-- Begin --

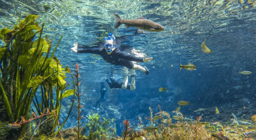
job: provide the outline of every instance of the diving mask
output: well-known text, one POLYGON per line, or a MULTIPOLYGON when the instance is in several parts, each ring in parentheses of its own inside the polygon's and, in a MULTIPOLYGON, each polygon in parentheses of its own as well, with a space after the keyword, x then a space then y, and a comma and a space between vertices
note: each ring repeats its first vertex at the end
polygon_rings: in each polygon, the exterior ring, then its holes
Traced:
POLYGON ((108 52, 111 52, 116 48, 115 38, 111 33, 109 33, 108 38, 105 38, 104 39, 105 43, 104 44, 104 46, 108 52))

-- End --

Goal: Convert the rows above into a two-column CSV with the header task,answer. Give one line per row, putting the row's text in one quoted field and its answer in the other with line breaks replaced by spaces, and leave out the pictures.

Full answer:
task,answer
"job: provide the outline of every instance of the diving mask output: well-known text, one POLYGON per line, or a MULTIPOLYGON when the instance is in several parts, each ring in parentheses of its own inside the polygon's and, in a MULTIPOLYGON, each polygon in parentheses of its own as well, with a space after the keyword, x then a space then y, and a comma and a space between vertices note: each ring repeats its first vertex at the end polygon_rings: in each polygon, the exterior ring, then its holes Traced:","POLYGON ((108 52, 111 52, 116 48, 115 38, 111 33, 109 33, 108 38, 105 38, 104 39, 105 43, 104 44, 104 46, 108 52))"